**Source information**.
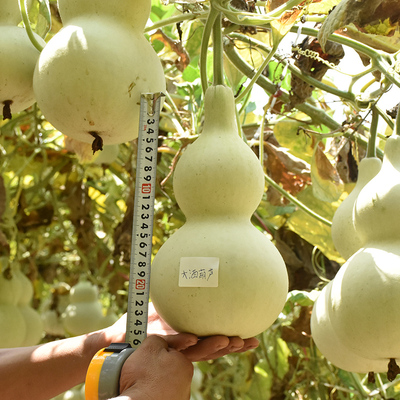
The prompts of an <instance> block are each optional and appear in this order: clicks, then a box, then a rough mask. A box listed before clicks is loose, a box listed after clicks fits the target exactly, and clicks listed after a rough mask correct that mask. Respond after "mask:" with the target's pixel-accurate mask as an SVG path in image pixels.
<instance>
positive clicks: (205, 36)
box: [199, 7, 220, 93]
mask: <svg viewBox="0 0 400 400" xmlns="http://www.w3.org/2000/svg"><path fill="white" fill-rule="evenodd" d="M219 15H220V13H219V12H218V11H217V10H216V9H215V8H214V7H211V8H210V11H209V14H208V18H207V21H206V24H205V25H204V31H203V36H202V39H201V47H200V61H199V64H200V65H199V66H200V81H201V87H202V89H203V93H205V92H206V90H207V88H208V78H207V54H208V44H209V42H210V37H211V32H212V28H213V26H214V23H215V20H216V19H217V17H218V16H219Z"/></svg>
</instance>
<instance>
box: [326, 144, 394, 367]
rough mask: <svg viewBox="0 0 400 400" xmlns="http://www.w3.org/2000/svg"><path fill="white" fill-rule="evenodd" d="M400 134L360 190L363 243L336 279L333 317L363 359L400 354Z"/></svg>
mask: <svg viewBox="0 0 400 400" xmlns="http://www.w3.org/2000/svg"><path fill="white" fill-rule="evenodd" d="M399 154H400V137H398V136H397V137H391V138H389V139H388V140H387V143H386V146H385V154H384V158H383V162H382V168H381V170H380V171H379V173H378V174H377V175H376V176H375V178H373V179H372V180H371V181H370V182H369V183H368V184H367V185H365V187H364V188H363V189H362V190H361V191H360V193H359V195H358V197H357V200H356V202H355V206H354V222H355V227H356V230H357V232H358V233H359V235H360V238H361V244H362V247H361V248H360V249H359V250H358V251H357V252H356V253H355V254H353V255H352V256H351V257H350V258H349V259H348V261H347V262H346V263H345V264H344V265H343V266H342V267H341V269H340V270H339V272H338V274H337V275H336V276H335V278H334V279H333V282H332V289H331V296H330V299H329V301H328V311H329V318H330V321H331V324H332V327H333V329H334V331H335V333H336V334H337V336H338V337H339V339H340V341H341V342H342V343H343V344H344V345H345V346H346V347H348V348H349V349H350V350H351V351H352V352H353V353H355V354H356V355H358V356H359V357H363V358H367V359H372V360H378V361H385V362H386V363H389V360H391V359H394V360H395V359H399V358H400V342H399V340H398V332H399V330H400V322H399V318H398V310H399V307H400V229H399V227H400V214H399V211H398V207H399V206H398V205H399V201H400V162H399Z"/></svg>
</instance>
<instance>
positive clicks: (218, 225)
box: [150, 85, 288, 338]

**Task objective**. Count the lines of the data above that contain the string "clicks" and give only that number.

**Output below**. 3